* [CONSIGNE A]
Relevez, dans le texte sur From beyond, tous les postes de l'équipe artistique énumérés entre parenthèses.
* [CONSIGNE B]
Répondez aux questions suivantes d'après le texte sur From beyond.
(i) Qui a inventé le Resonator ?
(ii) En quelle année le film est-il sorti ?
(iii) Quel numéro du mensuel Mad Movies a offert sa couverture au nouveau film de Stuart Gordon ?

* [TEXTE À LIRE]

Le Docteur Pretorius a inventé le Resonator, une machine qui permet de communiquer avec l’au-delà. Mais suite à un accident, son assistant est accusé de meurtre et n’a d’autre choix que d’activer à nouveau la machine. S’ensuivront de terribles conséquences…

Le film

[4/5]

Curieux destin que celui de From beyond – Aux portes de l’au-delà. Tourné dans la foulée du chef d’œuvre Re-animator, avec quasiment la même équipe artistique (prod, réal, acteurs, chef op’, effets spéciaux, musique) et en se basant également sur une nouvelle de H.P. Lovecraft, le film sortira à peu de choses près un an après son aîné. Sur le papier, tout était donc réuni pour que les inconditionnels des aventures d’Herbert West se retrouvent en terrain connu, et que le plaisir soit de nouveau au rendez-vous. Mais voilà, dans le petit monde du cinéma, contrairement à celui de L’agence tous risques, tous les plans ne se déroulent pas toujours sans accroc, et à sa sortie en 1986, From beyond – Aux portes de l’au-delà se prend une volée de bois vert critique, même de la part de la presse spécialisée. Même le mensuel Mad Movies, qui avait pourtant défendu bec et ongle Re-animator l’année précédente, et avait offert au nouveau Stuart Gordon la couverture de son numéro #42 (Juillet 1986), réservait un accueil mi-figue mi-raisin au film.

Extraits de données sur des régions étiquetées
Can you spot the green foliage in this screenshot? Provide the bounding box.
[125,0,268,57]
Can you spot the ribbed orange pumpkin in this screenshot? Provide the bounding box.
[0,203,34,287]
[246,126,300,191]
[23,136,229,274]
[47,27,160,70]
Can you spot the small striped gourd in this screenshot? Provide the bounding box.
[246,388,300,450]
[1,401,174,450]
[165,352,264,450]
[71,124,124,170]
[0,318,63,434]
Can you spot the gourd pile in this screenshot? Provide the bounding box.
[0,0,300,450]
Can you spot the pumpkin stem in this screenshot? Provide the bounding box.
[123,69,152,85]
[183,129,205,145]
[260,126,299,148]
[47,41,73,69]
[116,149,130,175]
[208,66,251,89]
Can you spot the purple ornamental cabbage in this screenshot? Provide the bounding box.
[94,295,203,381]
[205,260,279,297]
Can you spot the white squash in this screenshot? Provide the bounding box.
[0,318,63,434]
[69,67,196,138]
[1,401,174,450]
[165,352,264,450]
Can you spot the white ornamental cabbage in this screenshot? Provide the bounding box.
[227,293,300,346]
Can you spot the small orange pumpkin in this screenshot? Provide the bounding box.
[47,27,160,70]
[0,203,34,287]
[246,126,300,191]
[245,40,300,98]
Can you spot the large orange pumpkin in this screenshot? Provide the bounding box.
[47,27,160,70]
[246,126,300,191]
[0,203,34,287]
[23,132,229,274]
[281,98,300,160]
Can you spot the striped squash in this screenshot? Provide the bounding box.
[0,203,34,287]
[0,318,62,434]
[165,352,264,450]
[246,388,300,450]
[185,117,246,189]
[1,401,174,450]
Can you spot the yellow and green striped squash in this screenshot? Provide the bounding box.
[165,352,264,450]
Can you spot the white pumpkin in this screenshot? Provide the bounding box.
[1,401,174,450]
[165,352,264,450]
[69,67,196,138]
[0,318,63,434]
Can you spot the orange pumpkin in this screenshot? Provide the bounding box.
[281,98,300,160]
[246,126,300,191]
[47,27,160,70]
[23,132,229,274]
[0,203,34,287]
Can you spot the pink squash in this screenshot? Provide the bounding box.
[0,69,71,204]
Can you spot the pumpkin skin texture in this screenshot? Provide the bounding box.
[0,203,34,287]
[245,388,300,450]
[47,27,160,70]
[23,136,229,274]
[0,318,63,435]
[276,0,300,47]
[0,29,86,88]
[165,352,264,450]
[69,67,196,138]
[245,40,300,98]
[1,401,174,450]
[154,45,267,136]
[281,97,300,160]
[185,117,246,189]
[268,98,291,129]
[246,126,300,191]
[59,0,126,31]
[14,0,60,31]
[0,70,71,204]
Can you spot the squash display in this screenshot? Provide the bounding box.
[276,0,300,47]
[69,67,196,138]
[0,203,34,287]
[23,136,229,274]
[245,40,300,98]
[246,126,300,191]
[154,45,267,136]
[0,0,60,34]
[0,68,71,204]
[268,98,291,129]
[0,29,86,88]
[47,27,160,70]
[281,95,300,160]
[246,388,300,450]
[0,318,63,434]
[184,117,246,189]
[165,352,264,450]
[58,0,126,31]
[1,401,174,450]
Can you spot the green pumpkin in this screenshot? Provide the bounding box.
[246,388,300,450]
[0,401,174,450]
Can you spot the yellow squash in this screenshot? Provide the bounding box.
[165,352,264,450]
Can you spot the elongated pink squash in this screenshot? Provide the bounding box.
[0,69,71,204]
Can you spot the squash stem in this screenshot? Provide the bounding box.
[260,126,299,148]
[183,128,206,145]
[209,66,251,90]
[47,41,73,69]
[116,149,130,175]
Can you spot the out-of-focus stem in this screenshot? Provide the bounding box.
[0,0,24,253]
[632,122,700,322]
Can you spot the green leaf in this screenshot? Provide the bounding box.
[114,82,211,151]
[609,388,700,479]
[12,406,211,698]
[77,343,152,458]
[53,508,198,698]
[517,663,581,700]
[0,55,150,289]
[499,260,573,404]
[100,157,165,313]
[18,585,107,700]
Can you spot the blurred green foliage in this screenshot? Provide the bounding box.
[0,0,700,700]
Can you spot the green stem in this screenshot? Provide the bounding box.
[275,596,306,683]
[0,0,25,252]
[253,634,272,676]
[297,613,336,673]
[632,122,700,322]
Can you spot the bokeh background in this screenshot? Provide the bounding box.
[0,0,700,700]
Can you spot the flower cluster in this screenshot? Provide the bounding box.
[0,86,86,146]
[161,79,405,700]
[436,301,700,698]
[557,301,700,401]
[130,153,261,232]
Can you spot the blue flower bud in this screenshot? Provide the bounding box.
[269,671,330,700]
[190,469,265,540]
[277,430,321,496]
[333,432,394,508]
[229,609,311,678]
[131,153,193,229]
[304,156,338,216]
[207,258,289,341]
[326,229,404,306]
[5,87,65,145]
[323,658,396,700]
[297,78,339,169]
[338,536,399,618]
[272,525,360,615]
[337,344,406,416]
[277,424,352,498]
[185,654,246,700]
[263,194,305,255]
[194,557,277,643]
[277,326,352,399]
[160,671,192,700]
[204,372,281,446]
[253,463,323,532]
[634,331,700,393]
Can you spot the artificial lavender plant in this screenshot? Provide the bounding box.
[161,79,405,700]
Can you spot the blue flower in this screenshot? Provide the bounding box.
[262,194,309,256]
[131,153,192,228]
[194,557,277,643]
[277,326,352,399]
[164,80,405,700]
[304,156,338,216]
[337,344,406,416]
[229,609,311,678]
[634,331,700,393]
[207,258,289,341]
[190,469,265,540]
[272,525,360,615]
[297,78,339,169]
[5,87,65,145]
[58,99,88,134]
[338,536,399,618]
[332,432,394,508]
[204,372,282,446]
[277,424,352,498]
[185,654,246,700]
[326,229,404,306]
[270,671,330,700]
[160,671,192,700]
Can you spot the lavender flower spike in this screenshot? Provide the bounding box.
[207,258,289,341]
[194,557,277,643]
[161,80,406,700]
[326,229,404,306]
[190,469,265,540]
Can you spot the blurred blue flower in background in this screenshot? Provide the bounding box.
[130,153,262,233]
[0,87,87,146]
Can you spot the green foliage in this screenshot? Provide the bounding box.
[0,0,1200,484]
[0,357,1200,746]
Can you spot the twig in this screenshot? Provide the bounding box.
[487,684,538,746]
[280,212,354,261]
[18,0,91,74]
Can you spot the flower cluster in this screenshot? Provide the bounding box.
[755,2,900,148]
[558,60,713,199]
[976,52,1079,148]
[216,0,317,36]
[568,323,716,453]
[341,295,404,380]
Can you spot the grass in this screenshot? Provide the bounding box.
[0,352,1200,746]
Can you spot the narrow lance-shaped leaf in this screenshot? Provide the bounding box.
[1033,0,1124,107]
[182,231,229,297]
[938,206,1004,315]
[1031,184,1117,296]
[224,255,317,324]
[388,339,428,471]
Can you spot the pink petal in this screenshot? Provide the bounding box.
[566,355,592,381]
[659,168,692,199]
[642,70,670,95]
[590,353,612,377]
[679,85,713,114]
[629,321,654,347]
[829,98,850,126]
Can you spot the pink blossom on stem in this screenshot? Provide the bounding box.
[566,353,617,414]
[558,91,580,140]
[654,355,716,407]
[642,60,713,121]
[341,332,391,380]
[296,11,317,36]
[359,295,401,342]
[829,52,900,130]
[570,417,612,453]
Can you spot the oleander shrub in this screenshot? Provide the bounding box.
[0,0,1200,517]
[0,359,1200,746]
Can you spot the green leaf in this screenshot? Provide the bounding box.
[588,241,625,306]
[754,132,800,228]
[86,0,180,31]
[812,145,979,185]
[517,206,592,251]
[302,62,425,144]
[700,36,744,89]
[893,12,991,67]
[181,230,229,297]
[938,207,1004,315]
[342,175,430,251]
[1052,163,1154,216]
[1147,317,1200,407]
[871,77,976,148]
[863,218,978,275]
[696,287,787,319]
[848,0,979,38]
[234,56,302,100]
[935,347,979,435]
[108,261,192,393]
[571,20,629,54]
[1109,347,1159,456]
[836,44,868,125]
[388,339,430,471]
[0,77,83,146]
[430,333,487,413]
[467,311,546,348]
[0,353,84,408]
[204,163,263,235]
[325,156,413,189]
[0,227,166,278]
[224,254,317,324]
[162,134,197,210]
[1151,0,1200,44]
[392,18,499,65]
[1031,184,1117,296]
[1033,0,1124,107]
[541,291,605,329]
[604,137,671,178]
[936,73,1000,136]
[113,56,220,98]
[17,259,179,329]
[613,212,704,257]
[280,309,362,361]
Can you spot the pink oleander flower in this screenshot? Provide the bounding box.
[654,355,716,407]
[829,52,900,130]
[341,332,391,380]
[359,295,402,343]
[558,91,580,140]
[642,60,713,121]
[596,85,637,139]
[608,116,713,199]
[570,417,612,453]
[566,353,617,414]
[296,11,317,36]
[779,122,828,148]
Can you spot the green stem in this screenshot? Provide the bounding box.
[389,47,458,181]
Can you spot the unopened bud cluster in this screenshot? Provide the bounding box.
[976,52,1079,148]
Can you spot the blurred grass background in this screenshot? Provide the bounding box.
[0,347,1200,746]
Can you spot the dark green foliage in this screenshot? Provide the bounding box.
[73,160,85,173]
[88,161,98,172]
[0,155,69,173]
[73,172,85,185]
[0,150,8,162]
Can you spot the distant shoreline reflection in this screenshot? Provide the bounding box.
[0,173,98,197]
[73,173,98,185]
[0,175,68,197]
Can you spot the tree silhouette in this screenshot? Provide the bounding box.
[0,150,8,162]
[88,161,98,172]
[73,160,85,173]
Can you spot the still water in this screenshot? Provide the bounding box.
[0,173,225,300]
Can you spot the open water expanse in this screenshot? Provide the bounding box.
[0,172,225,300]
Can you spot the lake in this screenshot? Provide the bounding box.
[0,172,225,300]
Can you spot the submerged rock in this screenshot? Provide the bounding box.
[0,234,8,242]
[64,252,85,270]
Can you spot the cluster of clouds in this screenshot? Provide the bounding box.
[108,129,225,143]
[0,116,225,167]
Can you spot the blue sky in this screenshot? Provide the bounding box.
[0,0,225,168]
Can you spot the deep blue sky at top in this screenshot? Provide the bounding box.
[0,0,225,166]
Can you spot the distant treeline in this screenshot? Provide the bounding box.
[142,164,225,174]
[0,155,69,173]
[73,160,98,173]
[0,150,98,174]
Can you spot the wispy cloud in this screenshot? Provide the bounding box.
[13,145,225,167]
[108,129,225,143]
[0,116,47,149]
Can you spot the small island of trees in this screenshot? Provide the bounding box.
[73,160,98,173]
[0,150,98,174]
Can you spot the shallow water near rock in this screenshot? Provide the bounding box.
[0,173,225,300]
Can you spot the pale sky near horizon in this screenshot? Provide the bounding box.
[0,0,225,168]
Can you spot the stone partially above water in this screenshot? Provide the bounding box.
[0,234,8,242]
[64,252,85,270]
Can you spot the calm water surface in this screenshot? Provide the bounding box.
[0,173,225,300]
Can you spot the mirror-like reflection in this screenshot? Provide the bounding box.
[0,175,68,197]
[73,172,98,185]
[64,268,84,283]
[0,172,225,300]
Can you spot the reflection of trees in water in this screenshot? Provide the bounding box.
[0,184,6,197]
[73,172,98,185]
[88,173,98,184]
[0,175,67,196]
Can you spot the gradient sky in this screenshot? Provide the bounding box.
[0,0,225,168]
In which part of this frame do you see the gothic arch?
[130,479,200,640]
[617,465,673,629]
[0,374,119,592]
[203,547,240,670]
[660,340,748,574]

* [RÉPONSE COMPLÈTE A]
prod, réal, acteurs, chef op', effets spéciaux, musique

* [RÉPONSE COMPLÈTE B]
(i) Le Docteur Pretorius.
(ii) En 1986.
(iii) Le numéro #42 (juillet 1986).